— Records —
*****
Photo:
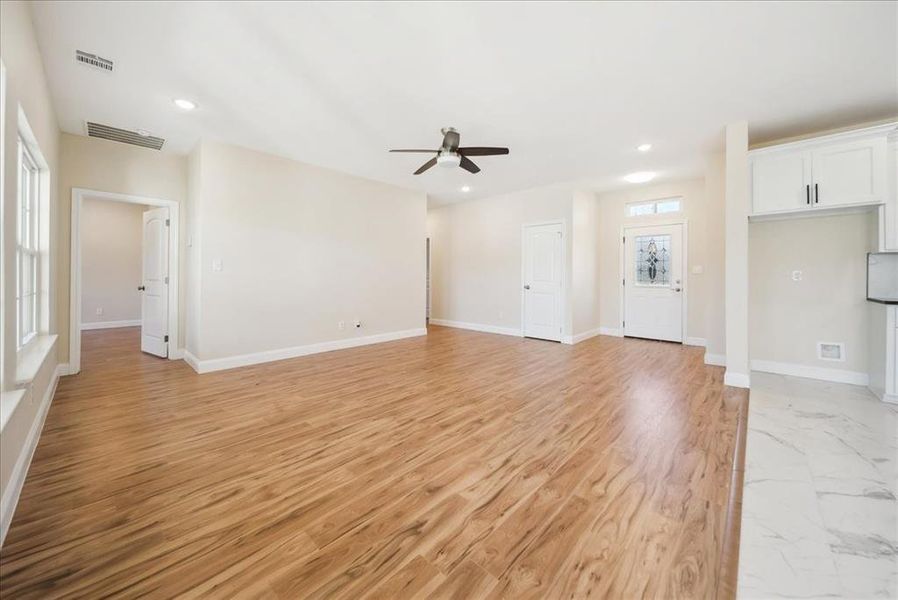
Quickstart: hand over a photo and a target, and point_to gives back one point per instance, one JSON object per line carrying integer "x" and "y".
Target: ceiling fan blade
{"x": 450, "y": 141}
{"x": 467, "y": 165}
{"x": 482, "y": 151}
{"x": 426, "y": 165}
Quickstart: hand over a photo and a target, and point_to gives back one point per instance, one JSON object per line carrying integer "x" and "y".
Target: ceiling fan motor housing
{"x": 448, "y": 159}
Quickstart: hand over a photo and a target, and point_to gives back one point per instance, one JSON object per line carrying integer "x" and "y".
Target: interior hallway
{"x": 488, "y": 465}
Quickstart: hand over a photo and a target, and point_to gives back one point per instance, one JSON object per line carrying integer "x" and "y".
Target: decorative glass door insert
{"x": 652, "y": 260}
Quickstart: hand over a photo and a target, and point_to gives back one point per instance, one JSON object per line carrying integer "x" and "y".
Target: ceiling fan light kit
{"x": 450, "y": 155}
{"x": 448, "y": 159}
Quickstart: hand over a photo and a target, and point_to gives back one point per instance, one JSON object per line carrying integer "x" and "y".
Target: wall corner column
{"x": 736, "y": 262}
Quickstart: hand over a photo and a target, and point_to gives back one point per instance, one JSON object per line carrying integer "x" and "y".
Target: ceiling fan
{"x": 450, "y": 155}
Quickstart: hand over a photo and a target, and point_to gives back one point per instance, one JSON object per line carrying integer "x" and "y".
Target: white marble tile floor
{"x": 819, "y": 507}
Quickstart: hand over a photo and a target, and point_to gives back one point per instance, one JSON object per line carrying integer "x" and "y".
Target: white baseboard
{"x": 110, "y": 324}
{"x": 20, "y": 469}
{"x": 882, "y": 395}
{"x": 717, "y": 360}
{"x": 585, "y": 336}
{"x": 478, "y": 327}
{"x": 192, "y": 360}
{"x": 733, "y": 379}
{"x": 243, "y": 360}
{"x": 811, "y": 372}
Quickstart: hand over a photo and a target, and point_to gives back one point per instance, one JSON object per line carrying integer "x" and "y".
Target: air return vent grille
{"x": 92, "y": 60}
{"x": 124, "y": 136}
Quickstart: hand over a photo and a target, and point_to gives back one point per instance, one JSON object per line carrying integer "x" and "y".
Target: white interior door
{"x": 543, "y": 265}
{"x": 653, "y": 282}
{"x": 154, "y": 287}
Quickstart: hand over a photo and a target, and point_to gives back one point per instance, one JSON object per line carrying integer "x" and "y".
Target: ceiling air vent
{"x": 124, "y": 136}
{"x": 94, "y": 61}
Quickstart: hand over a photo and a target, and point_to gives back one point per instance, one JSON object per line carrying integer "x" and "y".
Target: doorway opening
{"x": 124, "y": 270}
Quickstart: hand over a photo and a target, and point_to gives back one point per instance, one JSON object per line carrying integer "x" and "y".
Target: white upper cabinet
{"x": 833, "y": 171}
{"x": 850, "y": 173}
{"x": 781, "y": 182}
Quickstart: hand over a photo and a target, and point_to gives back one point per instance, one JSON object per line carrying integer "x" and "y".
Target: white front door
{"x": 654, "y": 282}
{"x": 543, "y": 265}
{"x": 154, "y": 287}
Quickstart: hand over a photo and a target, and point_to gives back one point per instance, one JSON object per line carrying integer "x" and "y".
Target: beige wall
{"x": 715, "y": 253}
{"x": 26, "y": 89}
{"x": 585, "y": 283}
{"x": 301, "y": 248}
{"x": 476, "y": 256}
{"x": 788, "y": 318}
{"x": 613, "y": 217}
{"x": 736, "y": 263}
{"x": 111, "y": 262}
{"x": 106, "y": 166}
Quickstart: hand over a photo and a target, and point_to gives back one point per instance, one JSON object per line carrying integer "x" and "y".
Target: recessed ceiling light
{"x": 184, "y": 104}
{"x": 640, "y": 176}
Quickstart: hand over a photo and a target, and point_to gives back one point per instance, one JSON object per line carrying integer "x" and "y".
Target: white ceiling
{"x": 571, "y": 88}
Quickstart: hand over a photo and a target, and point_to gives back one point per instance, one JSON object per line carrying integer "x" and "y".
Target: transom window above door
{"x": 654, "y": 207}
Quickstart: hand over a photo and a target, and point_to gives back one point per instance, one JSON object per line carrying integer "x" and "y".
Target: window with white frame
{"x": 27, "y": 248}
{"x": 654, "y": 207}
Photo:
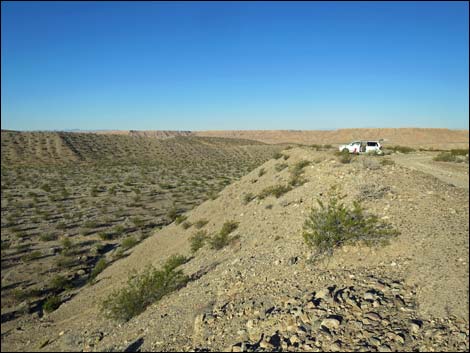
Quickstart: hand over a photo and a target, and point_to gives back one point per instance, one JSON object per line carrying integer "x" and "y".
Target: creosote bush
{"x": 222, "y": 239}
{"x": 144, "y": 289}
{"x": 99, "y": 267}
{"x": 200, "y": 223}
{"x": 198, "y": 240}
{"x": 276, "y": 190}
{"x": 247, "y": 198}
{"x": 51, "y": 304}
{"x": 333, "y": 225}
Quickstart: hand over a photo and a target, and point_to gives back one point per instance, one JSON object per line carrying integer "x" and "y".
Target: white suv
{"x": 362, "y": 147}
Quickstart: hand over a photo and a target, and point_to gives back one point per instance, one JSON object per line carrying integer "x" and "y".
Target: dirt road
{"x": 450, "y": 173}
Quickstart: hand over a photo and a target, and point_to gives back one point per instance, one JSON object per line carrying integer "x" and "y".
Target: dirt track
{"x": 451, "y": 173}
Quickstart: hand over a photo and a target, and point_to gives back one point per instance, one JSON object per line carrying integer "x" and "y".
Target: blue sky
{"x": 247, "y": 65}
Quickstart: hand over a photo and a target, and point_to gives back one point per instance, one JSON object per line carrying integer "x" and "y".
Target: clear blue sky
{"x": 198, "y": 66}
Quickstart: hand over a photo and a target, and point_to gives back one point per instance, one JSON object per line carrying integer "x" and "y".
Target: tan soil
{"x": 428, "y": 262}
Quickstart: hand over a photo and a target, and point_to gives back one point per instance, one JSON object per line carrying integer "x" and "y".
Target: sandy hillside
{"x": 261, "y": 293}
{"x": 412, "y": 137}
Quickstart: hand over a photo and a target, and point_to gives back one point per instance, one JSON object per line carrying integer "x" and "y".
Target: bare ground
{"x": 253, "y": 293}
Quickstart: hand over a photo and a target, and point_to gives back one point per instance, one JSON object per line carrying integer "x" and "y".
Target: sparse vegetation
{"x": 99, "y": 267}
{"x": 401, "y": 149}
{"x": 145, "y": 289}
{"x": 200, "y": 223}
{"x": 333, "y": 225}
{"x": 276, "y": 191}
{"x": 222, "y": 239}
{"x": 456, "y": 155}
{"x": 198, "y": 240}
{"x": 51, "y": 304}
{"x": 248, "y": 197}
{"x": 128, "y": 243}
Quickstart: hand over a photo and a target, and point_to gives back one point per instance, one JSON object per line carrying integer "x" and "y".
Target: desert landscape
{"x": 83, "y": 214}
{"x": 223, "y": 176}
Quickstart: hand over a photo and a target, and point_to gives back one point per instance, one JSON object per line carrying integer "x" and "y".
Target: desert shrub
{"x": 276, "y": 190}
{"x": 6, "y": 245}
{"x": 370, "y": 163}
{"x": 444, "y": 157}
{"x": 61, "y": 226}
{"x": 172, "y": 214}
{"x": 222, "y": 239}
{"x": 145, "y": 289}
{"x": 48, "y": 237}
{"x": 387, "y": 161}
{"x": 51, "y": 304}
{"x": 67, "y": 244}
{"x": 105, "y": 236}
{"x": 180, "y": 219}
{"x": 138, "y": 222}
{"x": 99, "y": 267}
{"x": 197, "y": 240}
{"x": 277, "y": 155}
{"x": 296, "y": 172}
{"x": 280, "y": 166}
{"x": 200, "y": 223}
{"x": 59, "y": 283}
{"x": 459, "y": 152}
{"x": 401, "y": 149}
{"x": 90, "y": 224}
{"x": 128, "y": 242}
{"x": 64, "y": 261}
{"x": 345, "y": 157}
{"x": 186, "y": 225}
{"x": 333, "y": 225}
{"x": 32, "y": 256}
{"x": 248, "y": 197}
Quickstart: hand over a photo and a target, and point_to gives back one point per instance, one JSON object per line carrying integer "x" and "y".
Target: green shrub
{"x": 197, "y": 240}
{"x": 459, "y": 152}
{"x": 334, "y": 225}
{"x": 60, "y": 283}
{"x": 48, "y": 237}
{"x": 277, "y": 155}
{"x": 138, "y": 222}
{"x": 128, "y": 242}
{"x": 222, "y": 239}
{"x": 186, "y": 225}
{"x": 345, "y": 157}
{"x": 280, "y": 166}
{"x": 51, "y": 304}
{"x": 387, "y": 161}
{"x": 247, "y": 198}
{"x": 172, "y": 214}
{"x": 180, "y": 219}
{"x": 105, "y": 236}
{"x": 145, "y": 289}
{"x": 32, "y": 256}
{"x": 200, "y": 223}
{"x": 99, "y": 267}
{"x": 296, "y": 171}
{"x": 276, "y": 190}
{"x": 401, "y": 149}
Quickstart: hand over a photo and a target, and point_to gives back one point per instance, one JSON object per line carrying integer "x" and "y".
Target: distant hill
{"x": 66, "y": 147}
{"x": 412, "y": 137}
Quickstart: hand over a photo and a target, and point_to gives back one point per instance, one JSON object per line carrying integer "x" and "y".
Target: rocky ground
{"x": 265, "y": 292}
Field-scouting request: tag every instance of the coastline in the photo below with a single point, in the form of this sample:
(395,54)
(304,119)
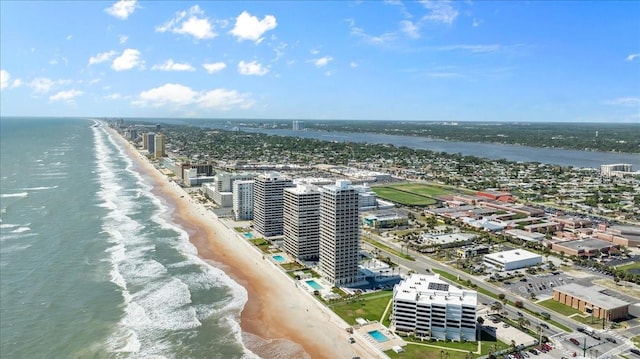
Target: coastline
(279,319)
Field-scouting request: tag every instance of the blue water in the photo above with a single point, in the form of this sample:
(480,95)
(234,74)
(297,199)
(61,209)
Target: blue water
(378,336)
(313,284)
(92,264)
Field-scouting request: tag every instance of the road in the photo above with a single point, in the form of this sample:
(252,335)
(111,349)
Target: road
(422,263)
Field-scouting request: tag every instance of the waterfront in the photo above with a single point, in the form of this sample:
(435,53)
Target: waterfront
(555,156)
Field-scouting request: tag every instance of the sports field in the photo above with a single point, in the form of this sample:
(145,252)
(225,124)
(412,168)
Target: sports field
(411,194)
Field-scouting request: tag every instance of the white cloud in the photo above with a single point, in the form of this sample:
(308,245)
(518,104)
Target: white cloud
(252,68)
(624,101)
(168,94)
(471,48)
(633,57)
(214,67)
(376,40)
(114,96)
(122,9)
(41,85)
(129,59)
(102,57)
(323,61)
(176,95)
(191,22)
(170,65)
(5,78)
(65,95)
(439,11)
(223,99)
(408,27)
(250,28)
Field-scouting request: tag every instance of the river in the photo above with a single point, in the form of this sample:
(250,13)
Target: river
(590,159)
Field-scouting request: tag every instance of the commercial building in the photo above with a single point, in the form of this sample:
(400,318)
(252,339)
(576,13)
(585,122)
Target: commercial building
(614,169)
(592,300)
(512,259)
(426,306)
(220,190)
(268,200)
(302,222)
(584,248)
(243,200)
(339,233)
(159,146)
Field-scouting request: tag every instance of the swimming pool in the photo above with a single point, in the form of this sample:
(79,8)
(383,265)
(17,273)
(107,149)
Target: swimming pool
(313,284)
(378,336)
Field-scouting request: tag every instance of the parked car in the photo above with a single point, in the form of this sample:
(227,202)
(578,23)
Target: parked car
(574,341)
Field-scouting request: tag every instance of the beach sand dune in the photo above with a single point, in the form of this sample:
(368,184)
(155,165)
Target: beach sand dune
(279,319)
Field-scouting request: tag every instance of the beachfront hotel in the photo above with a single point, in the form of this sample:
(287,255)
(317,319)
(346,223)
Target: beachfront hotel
(339,233)
(268,203)
(302,222)
(159,146)
(426,306)
(243,200)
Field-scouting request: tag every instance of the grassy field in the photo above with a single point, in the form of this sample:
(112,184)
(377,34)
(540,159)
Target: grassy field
(369,307)
(404,198)
(423,189)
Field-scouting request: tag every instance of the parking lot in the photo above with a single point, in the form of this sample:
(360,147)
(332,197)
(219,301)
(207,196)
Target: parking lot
(541,285)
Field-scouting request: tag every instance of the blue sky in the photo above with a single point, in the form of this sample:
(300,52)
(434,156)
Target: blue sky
(385,60)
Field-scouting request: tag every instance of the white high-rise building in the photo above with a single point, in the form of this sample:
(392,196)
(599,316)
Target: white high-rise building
(243,200)
(427,306)
(339,233)
(268,203)
(302,221)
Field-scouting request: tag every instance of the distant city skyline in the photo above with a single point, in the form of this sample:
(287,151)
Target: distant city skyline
(516,61)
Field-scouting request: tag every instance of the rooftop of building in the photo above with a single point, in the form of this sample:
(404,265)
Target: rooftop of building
(594,294)
(431,289)
(512,255)
(587,244)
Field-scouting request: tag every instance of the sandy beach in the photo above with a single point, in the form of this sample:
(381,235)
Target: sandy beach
(279,319)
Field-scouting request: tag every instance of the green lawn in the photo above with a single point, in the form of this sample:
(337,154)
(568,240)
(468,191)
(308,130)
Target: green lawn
(369,307)
(423,189)
(404,198)
(559,307)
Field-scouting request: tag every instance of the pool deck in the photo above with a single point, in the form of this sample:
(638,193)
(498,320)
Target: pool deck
(362,333)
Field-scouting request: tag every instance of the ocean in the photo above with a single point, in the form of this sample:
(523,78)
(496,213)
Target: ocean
(92,264)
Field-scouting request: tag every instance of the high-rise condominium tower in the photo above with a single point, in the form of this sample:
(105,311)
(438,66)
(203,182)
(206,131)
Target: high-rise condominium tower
(339,233)
(268,203)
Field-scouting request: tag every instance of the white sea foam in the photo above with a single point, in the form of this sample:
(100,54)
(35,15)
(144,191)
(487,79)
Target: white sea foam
(39,188)
(155,302)
(21,229)
(11,195)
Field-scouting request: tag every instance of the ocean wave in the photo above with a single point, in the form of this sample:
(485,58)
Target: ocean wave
(157,298)
(39,188)
(11,195)
(21,229)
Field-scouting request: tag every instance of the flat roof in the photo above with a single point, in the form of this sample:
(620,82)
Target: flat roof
(512,255)
(431,289)
(587,244)
(592,294)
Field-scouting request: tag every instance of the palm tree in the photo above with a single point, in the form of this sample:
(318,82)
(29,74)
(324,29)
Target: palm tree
(539,330)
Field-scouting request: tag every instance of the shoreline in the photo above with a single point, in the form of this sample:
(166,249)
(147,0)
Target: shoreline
(279,319)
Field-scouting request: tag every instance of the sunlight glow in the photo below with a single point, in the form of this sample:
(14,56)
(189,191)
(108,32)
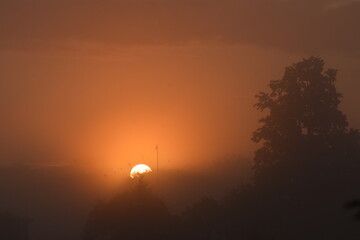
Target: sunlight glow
(139,169)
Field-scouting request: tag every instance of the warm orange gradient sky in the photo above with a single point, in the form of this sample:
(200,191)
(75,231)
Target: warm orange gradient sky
(103,82)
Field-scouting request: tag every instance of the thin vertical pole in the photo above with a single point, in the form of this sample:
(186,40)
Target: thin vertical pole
(157,167)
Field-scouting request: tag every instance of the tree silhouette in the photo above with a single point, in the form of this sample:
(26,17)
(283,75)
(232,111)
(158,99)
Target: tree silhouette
(135,214)
(308,153)
(301,106)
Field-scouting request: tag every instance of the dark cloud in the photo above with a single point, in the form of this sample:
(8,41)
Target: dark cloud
(292,25)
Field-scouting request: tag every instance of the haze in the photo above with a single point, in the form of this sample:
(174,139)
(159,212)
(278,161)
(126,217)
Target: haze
(98,84)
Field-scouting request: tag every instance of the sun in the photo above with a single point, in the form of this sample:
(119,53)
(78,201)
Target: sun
*****
— DIRECTIONS —
Each line from the one containing "Field-scouting request: tag every instance of the tree" through the end of the entries, both included, is to be returned exactly, with no other lines.

— ANSWER —
Field-scouting request: tag every instance of the tree silhouette in the photo above with a single point, in the form of this sample:
(26,17)
(283,75)
(232,111)
(158,99)
Target: tree silhouette
(135,214)
(308,153)
(301,106)
Field-scouting request: tag every instance of the dark cloud in the photo above with a single point, in the form of this sample:
(8,41)
Target: dark cloud
(292,25)
Field-scouting request: tag every instance of the haze in the photo above with a single point, in the form of this sample:
(174,139)
(159,212)
(278,161)
(126,217)
Target: haze
(98,84)
Field-scouting request: tag every instance of the sun in the photo above with a single point, in the form of this sample:
(119,53)
(78,201)
Target: sun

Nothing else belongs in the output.